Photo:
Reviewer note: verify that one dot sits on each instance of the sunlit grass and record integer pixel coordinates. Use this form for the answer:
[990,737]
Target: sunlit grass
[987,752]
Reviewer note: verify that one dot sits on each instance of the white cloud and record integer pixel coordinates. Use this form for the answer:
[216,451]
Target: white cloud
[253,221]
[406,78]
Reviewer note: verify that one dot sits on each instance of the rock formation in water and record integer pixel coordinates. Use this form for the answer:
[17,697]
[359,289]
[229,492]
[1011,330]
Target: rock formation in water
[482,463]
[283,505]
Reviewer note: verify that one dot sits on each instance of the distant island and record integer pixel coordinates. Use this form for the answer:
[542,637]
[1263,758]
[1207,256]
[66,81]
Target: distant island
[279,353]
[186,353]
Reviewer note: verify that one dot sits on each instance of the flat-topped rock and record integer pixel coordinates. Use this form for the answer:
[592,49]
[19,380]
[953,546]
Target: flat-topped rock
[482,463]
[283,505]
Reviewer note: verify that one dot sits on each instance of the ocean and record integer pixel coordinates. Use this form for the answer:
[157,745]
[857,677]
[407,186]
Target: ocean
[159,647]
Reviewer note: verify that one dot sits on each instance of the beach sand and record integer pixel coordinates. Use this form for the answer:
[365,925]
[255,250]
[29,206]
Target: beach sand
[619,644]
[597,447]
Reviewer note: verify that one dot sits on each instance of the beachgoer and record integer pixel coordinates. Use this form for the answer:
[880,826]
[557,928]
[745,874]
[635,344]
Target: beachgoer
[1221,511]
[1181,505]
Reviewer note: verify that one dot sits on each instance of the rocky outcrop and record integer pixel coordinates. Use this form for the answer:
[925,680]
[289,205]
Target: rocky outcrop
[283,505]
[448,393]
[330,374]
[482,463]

WORK TO BE COMPLETED :: Copy the entire listing above line for line, changing nothing.

FINISHED ANSWER ::
Photo:
Reviewer note: verify that one dot sits on each instance of the sunlit grass and record integer pixel coordinates. Use this form for the answer:
[990,737]
Target: sunlit grass
[987,752]
Reviewer note: verify that one dot sits on each instance of the white cloud and record integer pixel coordinates. Use this form for the answer:
[216,451]
Target: white cloud
[253,221]
[406,78]
Reviewer note: verify that one dot sits on each instance of the rock formation in water and record integer pixel coordinates. Use this form for the answer:
[17,697]
[359,289]
[229,492]
[1011,330]
Target: rock formation in water
[482,463]
[283,505]
Reviewer note: verify that one dot sits on each instance of the distant island and record integer pixel coordinates. Use this form for the answer:
[542,637]
[1263,758]
[1207,256]
[66,81]
Target: distant island
[279,353]
[186,353]
Reviewer note: verify that one dot sits on each instance of the flat-topped rock and record integer pixel coordinates. Use this form for the answer:
[592,49]
[19,380]
[953,546]
Target: flat-topped rock
[482,463]
[283,505]
Reviewer note: verify that one dot sits on each instance of the ocean and record integer pixel coordinates. Use this form for the answer:
[157,745]
[857,677]
[407,186]
Target: ocean
[159,647]
Reviewer note: verify that one dot sits on each instance of the beach sand and record integer pixel coordinates. Use this form for the answer:
[365,925]
[255,250]
[29,206]
Target: beach sand
[619,644]
[597,447]
Reviewer note: verify that one dot sits on each instance of the beachgoer and record integer pixel coordinates. Use this form for the answer:
[880,826]
[557,928]
[745,874]
[635,344]
Target: beachgoer
[1221,511]
[1181,505]
Reviewer note: verify that one dot sits on each instance of the rocky outcrop and record integer pixel coordinates. Use this form for the answer:
[925,680]
[289,205]
Target: rocky outcrop
[283,505]
[448,393]
[330,374]
[482,463]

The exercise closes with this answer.